■ Excerpt:
· · · · · · ·

Pharmacists are to be allowed to give out methadone, buprenorphine and other medicines containing controlled substances such as opioids or barbiturates without a prescription during the COVID-19 pandemic. The home secretary wrote to the Advisory Council on the Misuse of Drugs (ACMD) earlier this month asking them to urgently review emergency measures that would ‘ensure patients continue to have access to medicines, build resilience and help relieve pressure elsewhere in the health system caused by COVID-19’, the government states.
The proposed measures, which were developed by the Department of Health and Social Care (DHSC) and the Home Office, are to enable registered pharmacies to supply controlled drugs without a prescription where patients have been receiving the medicines as part of ongoing treatment, allow them to vary the frequency of dispensing for an instalment prescription, and extend the Serious Shortage Protocols (SSPs) to include controlled drugs in Schedules 2, 3 and 4 (Part I) of the Misuse of Drugs Regulations 2001.
The government has assured the ACMD that the measures will only relate to NHS services and that controlled drugs would only be supplied by registered pharmacies regulated by the General Pharmaceutical Council and at the pharmacists’ ‘professional discretion’. Cases where there is ‘insufficient information available to dispense safely’ would be referred back to the original prescribing service. The National Crime Agency (NCA), National Police Chiefs Council (NPCC) and HM Prison and Probation Service have been consulted and view the risks of diversion as ‘outweighed by the need to continue to supply medicines to those in need’.

· · · · · · ·

■ Aim of the exercise: Please carry on writing the article about pharmacists supplying controlled drugs without a prescription, starting right after its last sentence above.

Records from a collection:
· · · · · · ·

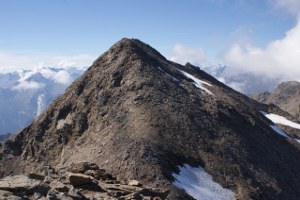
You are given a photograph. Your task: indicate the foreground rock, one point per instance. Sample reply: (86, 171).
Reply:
(140, 117)
(74, 186)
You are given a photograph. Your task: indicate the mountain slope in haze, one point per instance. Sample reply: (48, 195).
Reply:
(24, 94)
(286, 96)
(140, 116)
(240, 80)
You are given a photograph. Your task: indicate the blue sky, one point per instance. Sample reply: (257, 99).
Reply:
(66, 32)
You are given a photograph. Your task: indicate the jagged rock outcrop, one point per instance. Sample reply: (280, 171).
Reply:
(286, 96)
(61, 184)
(139, 116)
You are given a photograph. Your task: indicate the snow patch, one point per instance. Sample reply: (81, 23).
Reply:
(197, 82)
(169, 75)
(279, 131)
(200, 185)
(277, 119)
(40, 104)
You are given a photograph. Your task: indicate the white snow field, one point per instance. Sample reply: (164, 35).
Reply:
(200, 185)
(197, 82)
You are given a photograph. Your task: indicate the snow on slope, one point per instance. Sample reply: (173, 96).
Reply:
(277, 119)
(197, 82)
(200, 185)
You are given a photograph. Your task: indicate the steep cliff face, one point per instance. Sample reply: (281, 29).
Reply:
(140, 116)
(286, 96)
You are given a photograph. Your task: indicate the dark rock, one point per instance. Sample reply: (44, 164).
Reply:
(138, 116)
(77, 179)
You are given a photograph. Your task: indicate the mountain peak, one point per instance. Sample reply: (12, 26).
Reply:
(139, 116)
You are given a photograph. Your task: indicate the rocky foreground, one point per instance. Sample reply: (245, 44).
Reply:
(78, 181)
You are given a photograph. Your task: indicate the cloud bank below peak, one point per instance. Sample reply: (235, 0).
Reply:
(14, 61)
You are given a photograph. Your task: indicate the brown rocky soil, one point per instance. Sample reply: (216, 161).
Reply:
(80, 181)
(286, 96)
(136, 116)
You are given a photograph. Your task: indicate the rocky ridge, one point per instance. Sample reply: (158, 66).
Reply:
(286, 96)
(80, 181)
(139, 116)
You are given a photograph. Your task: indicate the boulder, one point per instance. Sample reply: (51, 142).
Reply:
(18, 183)
(77, 179)
(134, 183)
(59, 186)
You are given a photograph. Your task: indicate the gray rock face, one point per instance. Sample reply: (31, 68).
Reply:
(286, 96)
(139, 116)
(73, 187)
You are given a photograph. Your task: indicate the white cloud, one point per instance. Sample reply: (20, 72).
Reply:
(292, 6)
(28, 85)
(280, 58)
(12, 61)
(62, 77)
(182, 54)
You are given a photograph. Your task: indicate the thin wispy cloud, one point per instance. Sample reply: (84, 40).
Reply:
(280, 58)
(13, 61)
(291, 6)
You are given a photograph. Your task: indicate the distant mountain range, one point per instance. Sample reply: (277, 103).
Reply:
(148, 121)
(24, 94)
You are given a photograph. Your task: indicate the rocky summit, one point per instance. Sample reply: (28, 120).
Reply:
(140, 118)
(286, 96)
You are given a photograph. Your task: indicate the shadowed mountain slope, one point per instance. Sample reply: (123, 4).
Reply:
(140, 116)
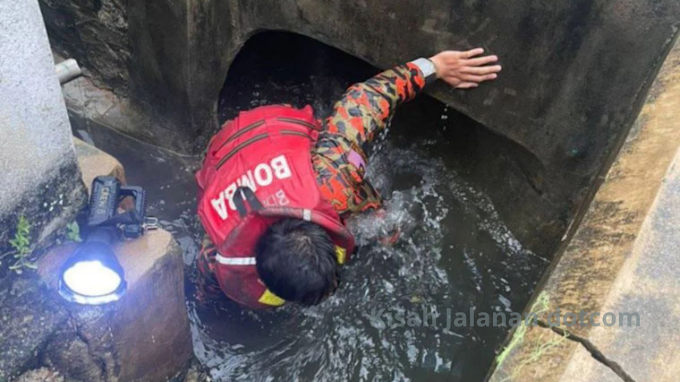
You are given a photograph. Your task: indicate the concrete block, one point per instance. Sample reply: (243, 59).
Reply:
(143, 337)
(94, 162)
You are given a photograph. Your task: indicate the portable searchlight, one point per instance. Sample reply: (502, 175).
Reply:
(93, 275)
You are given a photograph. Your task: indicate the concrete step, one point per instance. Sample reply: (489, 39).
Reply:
(143, 337)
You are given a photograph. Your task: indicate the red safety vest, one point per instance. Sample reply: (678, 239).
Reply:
(257, 170)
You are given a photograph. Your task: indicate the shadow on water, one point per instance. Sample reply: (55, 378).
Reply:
(454, 254)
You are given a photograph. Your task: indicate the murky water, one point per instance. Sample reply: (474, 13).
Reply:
(454, 253)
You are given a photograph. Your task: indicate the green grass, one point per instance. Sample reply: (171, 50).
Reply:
(22, 247)
(541, 305)
(73, 232)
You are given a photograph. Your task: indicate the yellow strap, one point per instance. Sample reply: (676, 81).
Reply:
(269, 298)
(340, 254)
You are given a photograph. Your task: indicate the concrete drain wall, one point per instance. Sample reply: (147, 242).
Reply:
(621, 261)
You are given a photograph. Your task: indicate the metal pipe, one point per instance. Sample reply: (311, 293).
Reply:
(67, 70)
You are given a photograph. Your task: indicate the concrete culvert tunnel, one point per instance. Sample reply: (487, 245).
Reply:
(551, 188)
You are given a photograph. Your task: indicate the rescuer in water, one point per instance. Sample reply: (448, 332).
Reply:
(277, 185)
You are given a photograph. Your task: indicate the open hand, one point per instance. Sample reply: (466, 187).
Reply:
(465, 70)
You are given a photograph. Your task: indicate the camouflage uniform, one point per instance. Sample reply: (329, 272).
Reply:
(363, 111)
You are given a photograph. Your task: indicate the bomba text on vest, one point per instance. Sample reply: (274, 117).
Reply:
(262, 175)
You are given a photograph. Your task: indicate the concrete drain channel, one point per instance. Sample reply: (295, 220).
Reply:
(515, 262)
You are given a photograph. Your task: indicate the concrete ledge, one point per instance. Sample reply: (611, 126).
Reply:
(143, 337)
(620, 260)
(94, 162)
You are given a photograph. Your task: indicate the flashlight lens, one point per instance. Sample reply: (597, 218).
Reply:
(91, 278)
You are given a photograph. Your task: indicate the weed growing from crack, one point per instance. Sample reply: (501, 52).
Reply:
(541, 305)
(22, 247)
(73, 232)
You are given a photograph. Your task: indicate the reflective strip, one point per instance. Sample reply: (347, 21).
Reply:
(340, 254)
(269, 298)
(235, 260)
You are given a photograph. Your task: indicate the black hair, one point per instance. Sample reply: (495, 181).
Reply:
(296, 260)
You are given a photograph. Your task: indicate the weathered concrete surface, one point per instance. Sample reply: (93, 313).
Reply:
(96, 33)
(40, 177)
(143, 337)
(622, 259)
(648, 285)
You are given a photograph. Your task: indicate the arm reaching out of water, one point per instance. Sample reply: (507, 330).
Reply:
(465, 70)
(367, 107)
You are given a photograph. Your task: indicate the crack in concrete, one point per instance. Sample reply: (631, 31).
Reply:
(592, 349)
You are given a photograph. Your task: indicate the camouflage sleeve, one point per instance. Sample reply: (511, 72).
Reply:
(367, 107)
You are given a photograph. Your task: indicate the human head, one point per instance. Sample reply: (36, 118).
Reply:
(296, 260)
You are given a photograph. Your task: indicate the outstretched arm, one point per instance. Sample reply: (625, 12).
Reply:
(367, 107)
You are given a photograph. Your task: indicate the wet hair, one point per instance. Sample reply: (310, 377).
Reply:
(296, 260)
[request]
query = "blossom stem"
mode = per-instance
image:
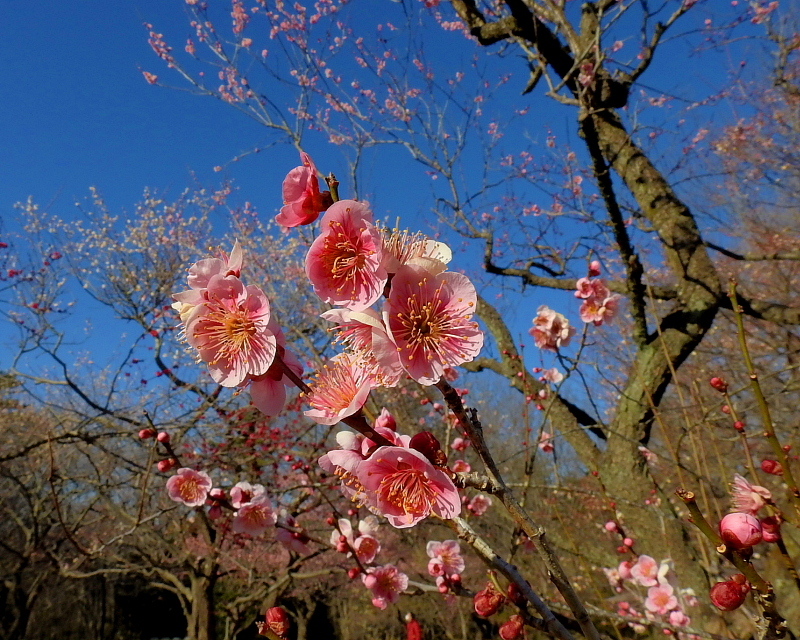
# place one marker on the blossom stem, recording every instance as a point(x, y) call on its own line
point(357, 421)
point(766, 418)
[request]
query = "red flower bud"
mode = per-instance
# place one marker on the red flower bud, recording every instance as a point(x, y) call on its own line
point(772, 466)
point(740, 530)
point(719, 384)
point(771, 528)
point(427, 444)
point(278, 621)
point(489, 601)
point(166, 465)
point(730, 595)
point(512, 628)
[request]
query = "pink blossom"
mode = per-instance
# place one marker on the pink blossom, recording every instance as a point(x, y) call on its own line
point(678, 618)
point(268, 391)
point(660, 599)
point(645, 571)
point(366, 548)
point(402, 485)
point(244, 492)
point(445, 558)
point(551, 330)
point(624, 570)
point(385, 420)
point(340, 389)
point(429, 318)
point(740, 530)
point(365, 335)
point(254, 517)
point(230, 331)
point(479, 504)
point(302, 198)
point(386, 583)
point(599, 310)
point(344, 262)
point(189, 487)
point(546, 442)
point(748, 498)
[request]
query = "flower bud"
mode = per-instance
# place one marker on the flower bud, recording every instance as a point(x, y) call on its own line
point(489, 601)
point(771, 528)
point(166, 465)
point(719, 384)
point(772, 467)
point(730, 595)
point(740, 530)
point(512, 628)
point(278, 621)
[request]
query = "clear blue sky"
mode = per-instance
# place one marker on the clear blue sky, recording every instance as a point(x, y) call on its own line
point(76, 111)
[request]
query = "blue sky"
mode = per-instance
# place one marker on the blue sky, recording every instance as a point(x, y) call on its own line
point(77, 112)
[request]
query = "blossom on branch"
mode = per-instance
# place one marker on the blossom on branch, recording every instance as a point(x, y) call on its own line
point(303, 200)
point(386, 582)
point(230, 331)
point(403, 486)
point(339, 390)
point(189, 487)
point(429, 318)
point(344, 262)
point(551, 330)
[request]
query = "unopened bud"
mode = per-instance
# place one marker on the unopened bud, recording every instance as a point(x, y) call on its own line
point(512, 628)
point(730, 595)
point(166, 465)
point(772, 467)
point(719, 384)
point(278, 621)
point(740, 530)
point(489, 601)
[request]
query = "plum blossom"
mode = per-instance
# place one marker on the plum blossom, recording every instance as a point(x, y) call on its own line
point(748, 498)
point(479, 504)
point(303, 201)
point(551, 330)
point(340, 389)
point(386, 582)
point(189, 487)
point(230, 330)
point(645, 571)
point(445, 558)
point(244, 492)
point(429, 318)
point(599, 304)
point(254, 517)
point(344, 262)
point(268, 391)
point(661, 599)
point(365, 335)
point(403, 486)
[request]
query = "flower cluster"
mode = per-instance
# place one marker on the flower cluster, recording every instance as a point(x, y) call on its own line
point(599, 304)
point(398, 482)
point(231, 327)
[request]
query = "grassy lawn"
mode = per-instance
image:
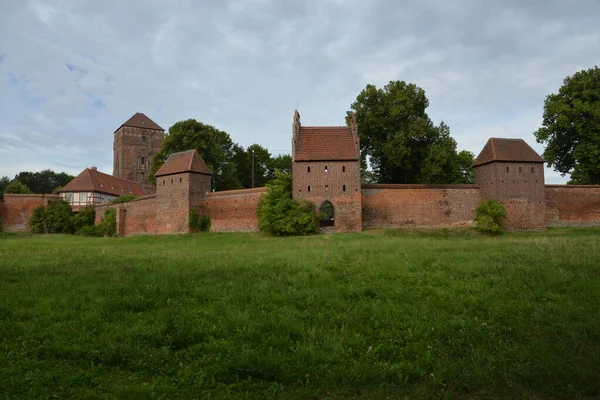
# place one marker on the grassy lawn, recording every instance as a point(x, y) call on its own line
point(382, 314)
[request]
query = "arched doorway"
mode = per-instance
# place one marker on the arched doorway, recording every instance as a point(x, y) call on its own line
point(326, 215)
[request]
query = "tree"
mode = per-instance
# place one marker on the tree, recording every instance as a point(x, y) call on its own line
point(214, 146)
point(16, 187)
point(279, 214)
point(571, 127)
point(46, 181)
point(400, 140)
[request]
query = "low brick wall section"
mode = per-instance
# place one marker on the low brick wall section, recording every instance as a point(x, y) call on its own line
point(138, 218)
point(233, 210)
point(418, 205)
point(572, 205)
point(18, 208)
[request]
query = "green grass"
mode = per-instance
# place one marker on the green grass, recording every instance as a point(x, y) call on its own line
point(382, 314)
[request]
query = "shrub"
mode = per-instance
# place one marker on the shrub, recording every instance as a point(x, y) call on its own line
point(194, 221)
point(205, 223)
point(108, 223)
point(124, 198)
point(37, 223)
point(85, 217)
point(490, 216)
point(90, 231)
point(279, 214)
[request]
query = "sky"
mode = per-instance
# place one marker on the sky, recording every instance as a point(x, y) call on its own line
point(71, 72)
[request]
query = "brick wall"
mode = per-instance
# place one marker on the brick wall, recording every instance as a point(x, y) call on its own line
point(520, 186)
point(137, 217)
point(571, 205)
point(128, 149)
point(18, 208)
point(335, 181)
point(233, 210)
point(418, 205)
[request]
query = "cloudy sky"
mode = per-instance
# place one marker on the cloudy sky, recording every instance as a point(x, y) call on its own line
point(72, 71)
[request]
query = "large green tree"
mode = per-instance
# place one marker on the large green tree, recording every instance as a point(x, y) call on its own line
point(46, 181)
point(214, 146)
point(571, 127)
point(399, 140)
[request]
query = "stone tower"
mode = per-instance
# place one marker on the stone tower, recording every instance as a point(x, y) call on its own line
point(135, 143)
point(326, 168)
point(181, 185)
point(510, 171)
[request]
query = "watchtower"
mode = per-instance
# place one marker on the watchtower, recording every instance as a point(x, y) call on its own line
point(181, 185)
point(510, 171)
point(135, 143)
point(326, 171)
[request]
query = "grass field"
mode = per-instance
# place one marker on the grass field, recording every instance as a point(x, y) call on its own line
point(382, 314)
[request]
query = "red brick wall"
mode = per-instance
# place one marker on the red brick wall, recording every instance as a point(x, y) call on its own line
point(128, 148)
point(520, 186)
point(418, 205)
point(571, 205)
point(18, 208)
point(233, 210)
point(138, 218)
point(329, 186)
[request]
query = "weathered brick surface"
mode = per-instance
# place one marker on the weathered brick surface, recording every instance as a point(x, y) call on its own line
point(335, 181)
point(520, 186)
point(128, 149)
point(18, 208)
point(418, 205)
point(570, 205)
point(137, 217)
point(233, 210)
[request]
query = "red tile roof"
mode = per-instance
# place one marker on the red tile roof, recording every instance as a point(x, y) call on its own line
point(325, 143)
point(511, 150)
point(91, 180)
point(140, 120)
point(186, 161)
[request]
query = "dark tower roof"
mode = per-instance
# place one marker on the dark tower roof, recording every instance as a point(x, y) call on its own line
point(140, 120)
point(325, 143)
point(508, 150)
point(92, 180)
point(185, 161)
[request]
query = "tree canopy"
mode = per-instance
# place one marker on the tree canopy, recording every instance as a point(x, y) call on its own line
point(400, 140)
point(230, 163)
point(571, 127)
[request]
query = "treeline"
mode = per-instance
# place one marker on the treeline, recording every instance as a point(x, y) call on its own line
point(46, 181)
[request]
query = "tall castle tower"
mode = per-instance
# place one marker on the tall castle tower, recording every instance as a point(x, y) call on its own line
point(135, 143)
point(326, 169)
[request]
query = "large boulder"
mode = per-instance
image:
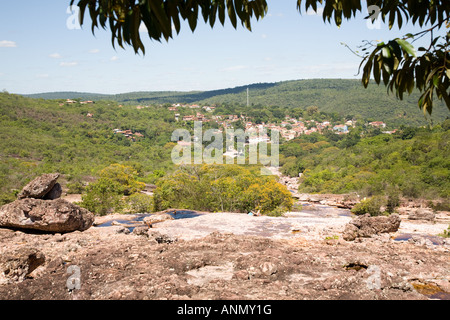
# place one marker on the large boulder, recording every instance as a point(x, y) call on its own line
point(39, 187)
point(54, 216)
point(366, 226)
point(157, 217)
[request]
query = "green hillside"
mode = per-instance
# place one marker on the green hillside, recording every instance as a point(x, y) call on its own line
point(345, 97)
point(40, 136)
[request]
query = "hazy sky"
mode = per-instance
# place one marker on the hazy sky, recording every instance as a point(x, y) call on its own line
point(41, 50)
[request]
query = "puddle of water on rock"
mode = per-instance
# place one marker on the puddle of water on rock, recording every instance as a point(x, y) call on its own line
point(132, 223)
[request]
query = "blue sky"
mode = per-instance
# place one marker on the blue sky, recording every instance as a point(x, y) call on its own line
point(40, 51)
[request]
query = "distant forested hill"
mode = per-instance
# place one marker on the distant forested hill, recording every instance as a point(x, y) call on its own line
point(345, 97)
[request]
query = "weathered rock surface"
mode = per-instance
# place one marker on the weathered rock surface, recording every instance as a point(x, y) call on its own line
point(16, 265)
point(54, 193)
point(45, 215)
point(155, 218)
point(422, 214)
point(39, 187)
point(225, 266)
point(366, 226)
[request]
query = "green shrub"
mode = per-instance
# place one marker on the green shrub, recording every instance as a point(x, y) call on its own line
point(393, 201)
point(371, 206)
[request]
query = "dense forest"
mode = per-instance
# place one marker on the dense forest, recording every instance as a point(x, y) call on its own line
point(342, 96)
point(82, 140)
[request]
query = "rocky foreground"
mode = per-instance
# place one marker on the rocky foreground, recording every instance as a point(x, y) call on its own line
point(51, 250)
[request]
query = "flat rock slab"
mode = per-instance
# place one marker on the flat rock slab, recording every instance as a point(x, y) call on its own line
point(243, 224)
point(39, 187)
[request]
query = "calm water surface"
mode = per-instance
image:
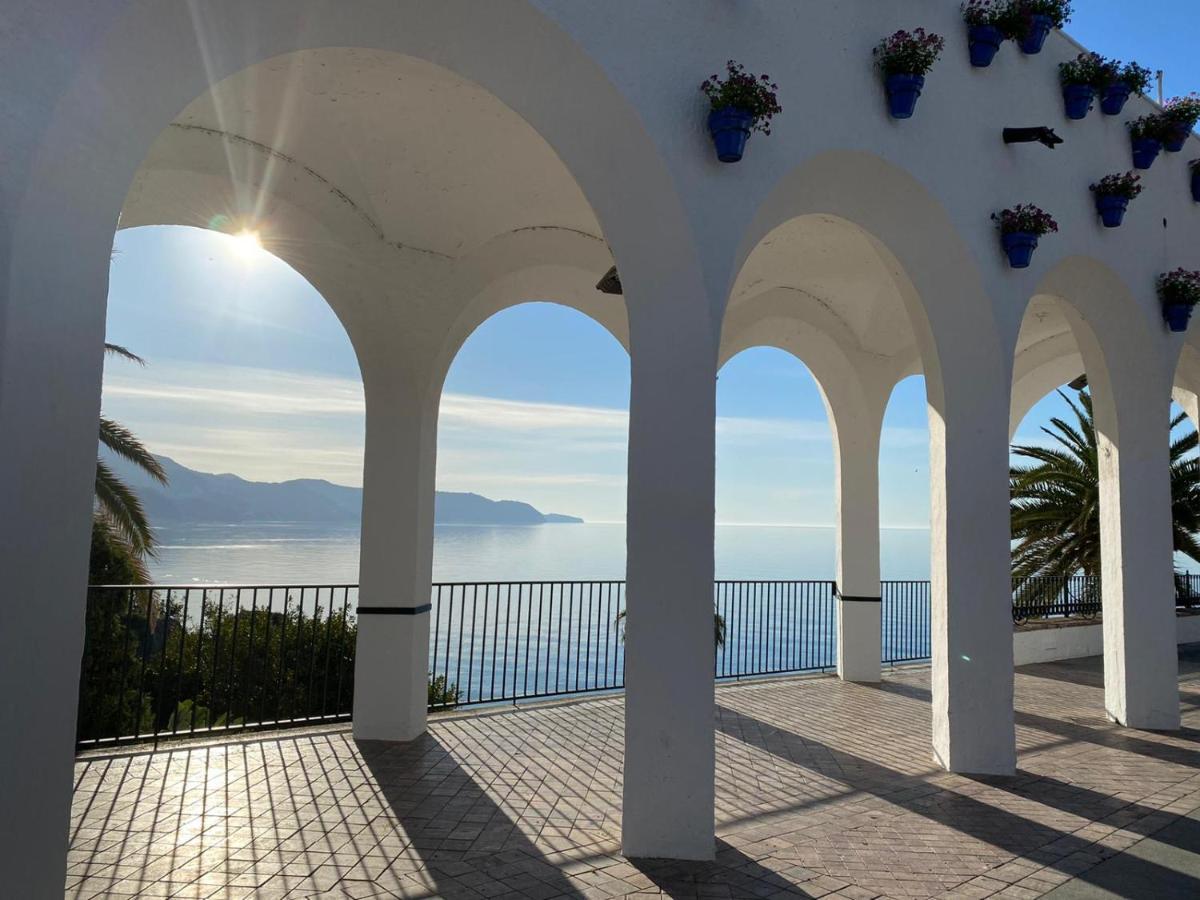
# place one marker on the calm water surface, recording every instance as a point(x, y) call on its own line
point(288, 553)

· · · · · · ·

■ Final answer:
The ACMD is ‘generally supportive’ of the measures, says the reply from its chair Dr Owen Bowden-Jones, given the exceptional circumstances and the potential risk of discontinuity of supply. ‘However, pharmacists will require additional support and guidance, as they will be working outside of the scope of their usual practice,’ the letter states. The ACMD has recommended that national-level guidance be issued in consultation with the relevant royal colleges and professional bodies, and notes that the measure ‘would be associated with a greater risk of misuse and diversion’ for patient groups requiring OST or opioid pain medicines.
‘Patients with substance misuse issues might attempt to place pressure on a pharmacist to dispense in accordance with this measure, or might visit a range of pharmacists in an attempt to locate and exploit weaknesses in any of their practices in order to be supplied with medicines against best practice,’ the letter states. Risk assessments by pharmacists will need to be documented and recorded, the prescribing service notified and ‘rigorous’ ID checks carried out, it stresses.
People will need to be able to safely store medicines in locked boxes and have access to take-home naloxone, the document adds, as well as be able to maintain regular contact with the professionals responsible for their prescriptions. ‘Pharmacists will also need to be supported by the original prescribing service to minimise the risks associated with this measure, which include the possible increase in risk of drug-related death,’ it states, and stresses the importance of ensuring that the measures ‘do not extend any longer than is necessary’.